The listing should be returned in its entirety, exactly as given.

* **Records for the exercise**
*****
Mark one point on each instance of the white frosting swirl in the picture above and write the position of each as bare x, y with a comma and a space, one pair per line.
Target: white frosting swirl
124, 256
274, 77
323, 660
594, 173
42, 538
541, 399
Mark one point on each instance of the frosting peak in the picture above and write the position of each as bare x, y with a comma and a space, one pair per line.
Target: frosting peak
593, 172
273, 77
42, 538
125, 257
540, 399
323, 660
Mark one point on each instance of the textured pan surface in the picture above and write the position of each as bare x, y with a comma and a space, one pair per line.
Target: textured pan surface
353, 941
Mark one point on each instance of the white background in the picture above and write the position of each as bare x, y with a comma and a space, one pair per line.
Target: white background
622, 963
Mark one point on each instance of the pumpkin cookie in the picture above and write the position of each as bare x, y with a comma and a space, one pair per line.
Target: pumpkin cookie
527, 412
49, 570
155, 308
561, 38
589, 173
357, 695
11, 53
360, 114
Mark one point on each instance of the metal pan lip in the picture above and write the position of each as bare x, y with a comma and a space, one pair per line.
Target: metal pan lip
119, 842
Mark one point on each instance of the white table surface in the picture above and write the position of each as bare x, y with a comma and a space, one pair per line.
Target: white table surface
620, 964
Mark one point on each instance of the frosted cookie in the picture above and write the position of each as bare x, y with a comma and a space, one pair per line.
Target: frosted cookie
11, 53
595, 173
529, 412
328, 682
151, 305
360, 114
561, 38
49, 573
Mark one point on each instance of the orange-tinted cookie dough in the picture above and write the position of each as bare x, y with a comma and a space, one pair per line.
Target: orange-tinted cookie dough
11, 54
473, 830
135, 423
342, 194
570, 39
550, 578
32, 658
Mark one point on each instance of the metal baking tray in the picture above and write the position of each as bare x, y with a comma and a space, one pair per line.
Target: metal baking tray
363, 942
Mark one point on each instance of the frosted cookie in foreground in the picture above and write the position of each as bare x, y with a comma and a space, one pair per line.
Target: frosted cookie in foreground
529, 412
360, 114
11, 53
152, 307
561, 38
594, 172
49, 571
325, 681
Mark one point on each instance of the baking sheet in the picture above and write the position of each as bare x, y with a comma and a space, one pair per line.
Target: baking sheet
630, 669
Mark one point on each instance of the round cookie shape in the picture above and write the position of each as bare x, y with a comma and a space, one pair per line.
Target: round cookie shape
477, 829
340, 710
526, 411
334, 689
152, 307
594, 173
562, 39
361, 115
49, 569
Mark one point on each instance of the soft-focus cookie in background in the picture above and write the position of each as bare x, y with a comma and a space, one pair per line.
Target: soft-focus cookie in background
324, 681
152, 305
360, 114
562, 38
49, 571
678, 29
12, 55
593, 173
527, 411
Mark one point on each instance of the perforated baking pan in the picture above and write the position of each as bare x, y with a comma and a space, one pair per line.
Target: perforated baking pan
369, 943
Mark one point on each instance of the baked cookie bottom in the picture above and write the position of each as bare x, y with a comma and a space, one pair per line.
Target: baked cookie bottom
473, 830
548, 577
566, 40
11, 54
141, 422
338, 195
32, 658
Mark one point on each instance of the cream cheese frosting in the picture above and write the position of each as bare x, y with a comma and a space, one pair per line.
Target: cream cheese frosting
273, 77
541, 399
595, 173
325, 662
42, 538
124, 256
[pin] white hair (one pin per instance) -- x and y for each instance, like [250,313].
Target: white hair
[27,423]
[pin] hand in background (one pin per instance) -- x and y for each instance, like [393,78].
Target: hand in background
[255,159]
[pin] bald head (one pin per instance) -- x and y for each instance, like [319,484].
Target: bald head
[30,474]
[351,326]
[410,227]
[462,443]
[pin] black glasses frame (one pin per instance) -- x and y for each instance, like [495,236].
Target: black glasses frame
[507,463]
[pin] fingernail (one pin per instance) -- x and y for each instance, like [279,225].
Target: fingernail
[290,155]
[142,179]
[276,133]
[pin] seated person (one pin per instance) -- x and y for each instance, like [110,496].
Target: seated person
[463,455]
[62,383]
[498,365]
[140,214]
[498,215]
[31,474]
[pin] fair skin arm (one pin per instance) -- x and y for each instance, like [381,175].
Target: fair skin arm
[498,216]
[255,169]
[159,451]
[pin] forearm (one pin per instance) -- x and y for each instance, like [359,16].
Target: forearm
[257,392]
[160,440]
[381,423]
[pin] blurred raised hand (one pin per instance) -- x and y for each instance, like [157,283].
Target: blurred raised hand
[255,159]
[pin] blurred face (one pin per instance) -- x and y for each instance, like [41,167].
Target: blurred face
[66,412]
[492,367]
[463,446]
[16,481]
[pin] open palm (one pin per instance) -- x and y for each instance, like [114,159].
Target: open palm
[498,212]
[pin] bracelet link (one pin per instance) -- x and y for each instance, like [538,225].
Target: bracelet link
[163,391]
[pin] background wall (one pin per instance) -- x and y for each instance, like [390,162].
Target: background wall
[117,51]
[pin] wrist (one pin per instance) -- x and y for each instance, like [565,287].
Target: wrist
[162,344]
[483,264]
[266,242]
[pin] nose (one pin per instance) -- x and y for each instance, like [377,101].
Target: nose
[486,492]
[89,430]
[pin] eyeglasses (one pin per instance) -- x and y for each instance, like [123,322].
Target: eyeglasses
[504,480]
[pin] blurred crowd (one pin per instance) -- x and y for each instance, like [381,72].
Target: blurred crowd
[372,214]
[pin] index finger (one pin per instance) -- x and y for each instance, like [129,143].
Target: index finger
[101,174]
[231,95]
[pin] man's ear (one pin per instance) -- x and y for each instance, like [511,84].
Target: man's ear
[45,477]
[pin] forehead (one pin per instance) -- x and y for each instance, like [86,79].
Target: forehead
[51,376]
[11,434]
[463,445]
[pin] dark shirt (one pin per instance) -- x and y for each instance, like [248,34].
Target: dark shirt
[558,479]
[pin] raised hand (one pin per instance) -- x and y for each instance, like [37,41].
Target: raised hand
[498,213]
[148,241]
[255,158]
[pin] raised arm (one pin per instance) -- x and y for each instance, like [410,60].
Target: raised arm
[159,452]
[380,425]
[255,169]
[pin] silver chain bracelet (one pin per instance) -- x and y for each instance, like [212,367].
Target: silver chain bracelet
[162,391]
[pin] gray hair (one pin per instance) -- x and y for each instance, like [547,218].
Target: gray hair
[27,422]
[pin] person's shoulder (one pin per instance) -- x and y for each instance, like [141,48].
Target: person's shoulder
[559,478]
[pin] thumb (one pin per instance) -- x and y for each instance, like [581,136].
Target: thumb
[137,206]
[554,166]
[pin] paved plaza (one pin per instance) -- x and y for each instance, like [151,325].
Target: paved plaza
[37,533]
*****
* **Answer box**
Mark one point on each instance of the white frosting swirl in the picture above and write the position of each as bare x, y with a comma and a space, one pair per line.
Target: white frosting swirl
124, 256
274, 77
323, 660
594, 173
42, 538
541, 399
Mark one point on each instance of the frosting peak in the picture above and write the position of each as bare x, y with a comma and a space, one pair per line.
Target: frosting peak
593, 172
273, 77
42, 538
125, 257
540, 399
323, 660
Mark one point on each instance of the textured pan surface in the picture above and write the position of each as bare x, y with a comma and a space, one pair per line.
Target: textured pan surface
353, 941
Mark one point on each instance of the white background in the picture above and write the position of each as bare x, y with a comma and a space, one pair per line.
Target: white background
622, 963
Mark one point on each instance of the pumpkin cookie in the picture above and write the position of each as bare x, y with a comma and a space, one pair per line.
Target: pumpkin cookie
527, 412
49, 570
155, 308
561, 38
589, 173
357, 695
11, 53
360, 114
Mark one point on each instance of the metal pan lip in the picture above and write the position of each as bare x, y with a comma and a space, one pair per line.
Target: metal pan lip
119, 842
Mark one point on each instance of the white table surface in the picture above and write the position of each as bare x, y with a comma and a space, one pair per line.
Target: white table surface
620, 964
Mark one point on each instance of the frosted cookie in the picture above and write the position of each as bare x, y with a comma and a space, one pair per line.
Target: frosted cookie
11, 53
595, 173
529, 412
328, 682
151, 305
360, 114
561, 38
49, 573
Mark one point on each instance of the orange-tinted cookie dough in the picture above and write the position of each as bare x, y with a comma and a space, one pair per line.
Target: orange-tinted cookie dough
11, 54
473, 830
135, 423
342, 194
570, 39
550, 578
32, 658
Mark one point on each instance of the metal baking tray in the picture above and write the position of each as bare x, y with a comma and a space, one pair per line.
Target: metal baking tray
363, 942
Mark one point on each instance of the frosted cookie in foreground in the picture above and write the position of each as bare x, y with a comma and a space, one pair per line.
Target: frosted cookie in foreground
529, 412
360, 114
11, 53
152, 307
561, 38
594, 172
49, 571
325, 681
Mark one point on each instance of the baking sheet in the picture above and write the position of each as bare x, y with a comma and a space, one pair per line.
Target: baking sheet
630, 669
Mark one point on each instance of the round cookie shape in the picture above and write the position of each as bare x, y with a comma and a space, one pair per line.
Target: round cookie shape
477, 829
340, 710
526, 411
334, 689
152, 307
594, 173
562, 39
361, 115
49, 569
Mark one point on each instance of the soft-focus cookie in background in the picture above and write the position of each as bare x, y with a comma and a space, one pair per line.
Target: soft-focus cookie in background
324, 681
152, 305
360, 114
562, 38
49, 571
678, 29
12, 55
593, 173
527, 411
Mark one point on each instance of the perforated baking pan in the picture above and write the position of each as bare x, y with a comma and a space, one pair per line.
Target: perforated baking pan
369, 943
Mark one point on each instance of the baked cookie bottom in the picture above and write the position of each as bare x, y with a comma and a space, one pair per line.
Target: baked cookie bottom
473, 830
548, 577
566, 40
11, 54
141, 422
338, 195
32, 658
Mark one point on each instance of the cream cheese frosting in the picture above and write the position of each as bare x, y with a comma and a space, one pair per line.
Target: cream cheese frosting
273, 77
541, 399
595, 173
325, 662
42, 538
124, 256
[pin] white hair (one pin per instance) -- x and y for each instance, like [250,313].
Target: white hair
[27,423]
[pin] hand in background (one pin per instance) -- x and y for each instance, like [393,78].
Target: hand in background
[255,159]
[pin] bald head (one pin per instance) -- x and y for each instance, like [319,484].
Target: bald head
[30,474]
[351,326]
[410,227]
[462,443]
[pin] black glasses frame (one pin per instance) -- x and y for each instance, like [495,236].
Target: black glasses frame
[507,463]
[pin] fingernail (one pin per instance) -- x and y for each instance, like [279,225].
Target: fingernail
[290,155]
[142,179]
[276,133]
[pin] seated person (one pin per instance) -- x and y for each instance, like [110,496].
Target: seated person
[463,455]
[62,383]
[498,365]
[140,214]
[498,215]
[31,474]
[pin] fair skin arm (one pin per instance) -- x and y for each instance, like [381,175].
Target: fair skin arm
[498,216]
[255,169]
[159,451]
[pin] forearm (one pin per instance) -- x and y for each instance, like [359,16].
Target: forearm
[257,392]
[160,440]
[381,423]
[pin] blurred raised hand (one pin per instance) -- x and y for each instance, like [157,283].
Target: blurred raised hand
[255,159]
[pin] blurred face (one pin per instance) -- x and y for each instance, like [41,167].
Target: blurred face
[66,412]
[492,367]
[463,446]
[16,481]
[pin] open palm (one pin per instance) -- x and y for each instance, like [114,159].
Target: open palm
[498,212]
[pin] bracelet link (one pin per instance) -- x and y for each instance, like [538,225].
Target: bracelet link
[163,391]
[pin] background wall (one pin per instance) -- x and y for each instance, like [390,162].
Target: background wall
[117,51]
[pin] wrist (one pin per instance) -- x and y for each instance, like [565,287].
Target: wrist
[162,344]
[483,264]
[266,242]
[pin] nose (one pin per instance) -- x and y for each instance, like [377,101].
Target: nose
[486,492]
[89,430]
[pin] eyeglasses (one pin per instance) -- x and y for each instance, like [123,322].
Target: eyeglasses
[504,480]
[pin] blurred crowd (one pin per instance) -- x and y for each instance, like [381,72].
Target: blurred crowd
[372,214]
[pin] index finger (one pin per instance) -- x and y for each instance, like [129,143].
Target: index finger
[101,174]
[231,95]
[pin] man's ear (one pin per instance) -- x and y for each instance, like [511,84].
Target: man's ear
[45,477]
[pin] forehead (one pin per instance) -- x and y for each instance, like [86,79].
Target: forehead
[51,376]
[11,434]
[463,445]
[pin] dark shirt (one pin per instance) -- x and y for each instance, like [248,34].
Target: dark shirt
[558,479]
[pin] raised hand (one pin per instance) -- x and y for each instance, like [37,41].
Target: raised hand
[498,213]
[148,241]
[255,158]
[pin] raised arm (one pin per instance) -- x and y for each instance, like [410,60].
Target: raised arm
[159,452]
[380,425]
[255,169]
[pin] silver chain bracelet (one pin per instance) -- x and y for each instance, like [212,367].
Target: silver chain bracelet
[162,391]
[pin] gray hair (one pin per instance) -- x and y for each instance, like [547,218].
Target: gray hair
[27,422]
[pin] person's shoulder (one pin per instance) -- x and y for each instance, like [141,48].
Target: person's shoulder
[559,478]
[pin] thumb (one pin per instance) -- x and y for each instance, like [581,136].
Target: thumb
[137,206]
[554,166]
[pin] paved plaza (one pin per instance) -- x and y for each instance, like [151,325].
Target: paved plaza
[37,533]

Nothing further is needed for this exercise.